▶ _Job_: Make an exact copy of the records, dropping all pictures.

▶ _Listing_:
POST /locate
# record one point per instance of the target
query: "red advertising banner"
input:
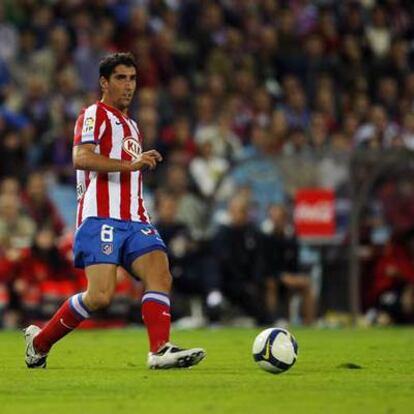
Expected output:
(314, 213)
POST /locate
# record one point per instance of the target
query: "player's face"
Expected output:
(119, 89)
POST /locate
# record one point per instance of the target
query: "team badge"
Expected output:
(88, 125)
(132, 147)
(107, 248)
(148, 232)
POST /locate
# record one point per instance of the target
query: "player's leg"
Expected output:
(271, 295)
(153, 270)
(101, 286)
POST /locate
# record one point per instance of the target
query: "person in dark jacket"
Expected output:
(281, 266)
(238, 250)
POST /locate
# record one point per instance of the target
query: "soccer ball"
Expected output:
(275, 350)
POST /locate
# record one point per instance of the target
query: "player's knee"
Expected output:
(161, 281)
(166, 280)
(99, 300)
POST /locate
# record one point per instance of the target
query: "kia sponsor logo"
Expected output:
(132, 147)
(321, 211)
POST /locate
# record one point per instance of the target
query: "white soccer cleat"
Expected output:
(32, 358)
(170, 356)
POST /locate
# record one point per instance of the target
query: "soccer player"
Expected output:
(113, 227)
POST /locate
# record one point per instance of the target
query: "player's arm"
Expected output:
(85, 158)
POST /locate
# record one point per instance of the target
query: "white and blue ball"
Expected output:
(275, 350)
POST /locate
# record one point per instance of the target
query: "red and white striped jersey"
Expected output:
(116, 195)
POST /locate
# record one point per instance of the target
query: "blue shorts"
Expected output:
(105, 240)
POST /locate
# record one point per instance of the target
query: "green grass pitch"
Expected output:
(104, 372)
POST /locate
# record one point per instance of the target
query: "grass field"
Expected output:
(104, 372)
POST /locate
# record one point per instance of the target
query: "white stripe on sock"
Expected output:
(157, 297)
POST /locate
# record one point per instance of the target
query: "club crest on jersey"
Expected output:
(132, 147)
(107, 248)
(148, 232)
(88, 125)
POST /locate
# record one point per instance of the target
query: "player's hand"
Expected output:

▶ _Output of the task_:
POST /locate
# record one point per instance of the target
query: "red advertising banner"
input:
Expected output:
(314, 213)
POST /locate
# record one point per instance of the target
query: "player's face"
Expected output:
(119, 89)
POST /locate
# record one point per instance of the target
query: "team badge"
Expected output:
(88, 125)
(132, 147)
(107, 248)
(148, 232)
POST /locate
# record one point per instance of the target
query: "player's leg"
Expected output:
(271, 295)
(153, 270)
(101, 286)
POST /locate
# record one point per instance of the target
query: "person in dark jacket"
Expected output:
(281, 266)
(238, 250)
POST /locate
# record one point per instance of the target
query: "soccer ball"
Expected output:
(275, 350)
POST /locate
# record one point per instance of the target
query: "player's knee"
Expected output:
(161, 281)
(166, 280)
(99, 300)
POST /locate
# record one point per instance of the target
query: "kia sponsor logo"
Expected output:
(132, 147)
(321, 211)
POST /locate
# record one point per instance of the target
query: "white soccer cleat"
Expected output:
(32, 358)
(170, 356)
POST /locate
# record one point per instance of the target
query: "soccer player"
Expected output:
(113, 227)
POST /locate
# record one point per instance of the target
query: "player's arm"
Expected output:
(85, 158)
POST /locate
# record one point per instance of the target
query: "white and blue ball"
Expected output:
(275, 350)
POST /locate
# record one point per instance of the target
query: "red and white striped jersey"
Expected output:
(116, 195)
POST /locate
# record one point per instance of the target
query: "blue shorts"
Expected output:
(105, 240)
POST /locate
# record one point per instance of the target
query: "green grass pitch"
Expected output:
(104, 372)
POST /locate
# record one point per instance of the target
query: "grass field"
Expected output:
(104, 372)
POST /locate
# record one point per instance of the target
query: "white stripe on sock"
Expected output:
(157, 297)
POST /locate
# record one point per instance of the target
query: "club crest on jersey"
Expected output:
(132, 147)
(107, 248)
(148, 232)
(88, 125)
POST /locate
# record one point per instance of the target
query: "player's hand"
Expected output:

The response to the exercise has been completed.